Photo-based referring expression data
*-*-*

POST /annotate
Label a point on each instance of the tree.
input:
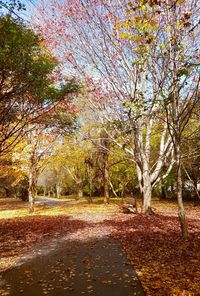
(121, 87)
(28, 81)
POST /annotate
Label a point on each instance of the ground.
(163, 261)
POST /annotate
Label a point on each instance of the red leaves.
(20, 234)
(165, 263)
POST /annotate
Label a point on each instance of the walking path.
(91, 268)
(85, 262)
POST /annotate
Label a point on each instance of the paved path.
(94, 267)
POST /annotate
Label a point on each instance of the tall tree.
(115, 72)
(27, 81)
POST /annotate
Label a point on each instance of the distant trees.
(27, 81)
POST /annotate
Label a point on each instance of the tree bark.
(181, 211)
(58, 190)
(32, 190)
(106, 180)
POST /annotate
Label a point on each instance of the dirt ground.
(164, 262)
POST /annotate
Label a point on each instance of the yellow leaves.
(124, 35)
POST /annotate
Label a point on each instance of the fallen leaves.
(165, 263)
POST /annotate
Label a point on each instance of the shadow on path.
(75, 268)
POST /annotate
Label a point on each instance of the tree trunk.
(79, 189)
(147, 194)
(58, 190)
(106, 180)
(32, 191)
(181, 211)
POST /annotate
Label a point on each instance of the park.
(99, 148)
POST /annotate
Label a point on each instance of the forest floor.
(163, 261)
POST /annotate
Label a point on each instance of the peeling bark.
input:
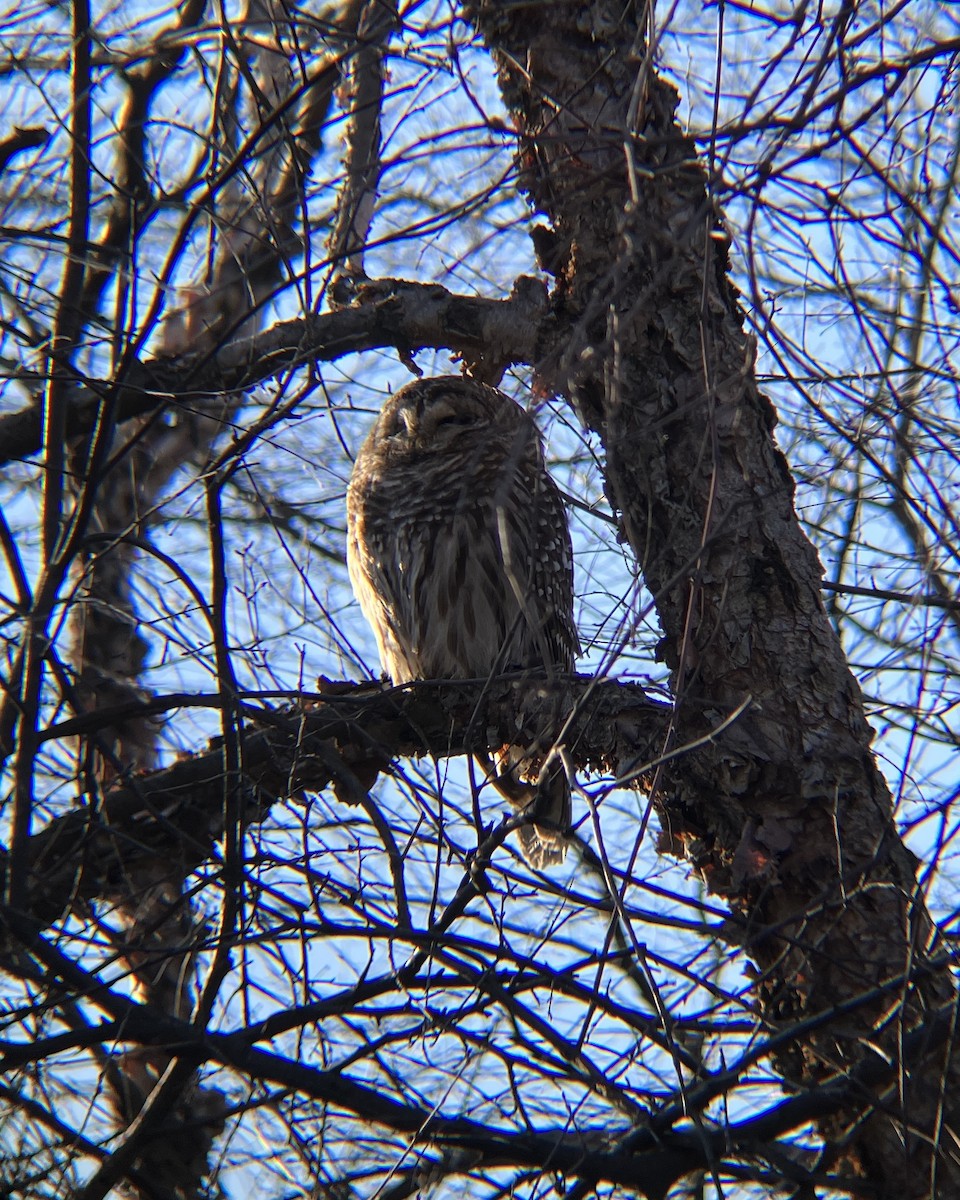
(793, 826)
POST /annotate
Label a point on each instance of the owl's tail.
(543, 841)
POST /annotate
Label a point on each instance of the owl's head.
(433, 415)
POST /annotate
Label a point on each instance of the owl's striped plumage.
(460, 556)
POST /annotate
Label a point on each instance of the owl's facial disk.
(436, 423)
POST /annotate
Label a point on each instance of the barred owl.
(460, 556)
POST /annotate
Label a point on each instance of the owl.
(460, 556)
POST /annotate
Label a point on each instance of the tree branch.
(388, 313)
(342, 737)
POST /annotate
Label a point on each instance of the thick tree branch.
(388, 313)
(340, 738)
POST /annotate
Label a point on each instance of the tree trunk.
(785, 814)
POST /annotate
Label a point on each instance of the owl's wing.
(538, 562)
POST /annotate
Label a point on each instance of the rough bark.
(791, 822)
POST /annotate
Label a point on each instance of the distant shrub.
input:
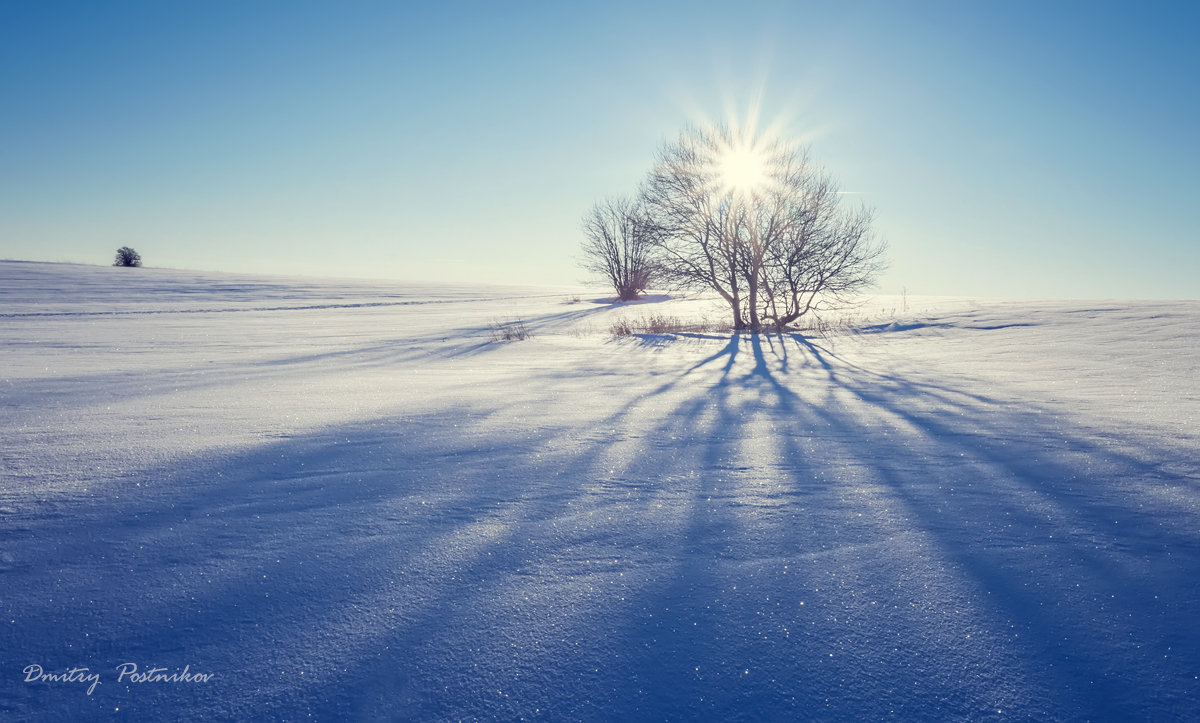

*-*-*

__The problem__.
Starting at the line with "Label a point on each instance of the owl's striped", write out every line exactly through the final line of the records above, both included, and skip the pictures.

__Written solution__.
Label a point on each instance of the owl's striped plumage.
(460, 556)
POST /annotate
Label a point on each instance of the owl's facial disk.
(436, 423)
POST /annotate
Label a point on each instance of the barred owl.
(460, 556)
POST /annotate
Label a point on each instance of the owl.
(460, 556)
POST /annotate
Label a point on each instance of the tree branch.
(388, 313)
(342, 737)
POST /annotate
Label a point on each instance of the thick tree branch.
(388, 313)
(340, 738)
POST /annotate
Label a point on each instance of the tree trunk.
(785, 814)
POST /annotate
Label a point on each instance of the owl's wing.
(538, 562)
POST /annotate
Label a point on each instance of the rough bark.
(791, 822)
POST /annotate
Label a point on each instance of the distant shrub.
input:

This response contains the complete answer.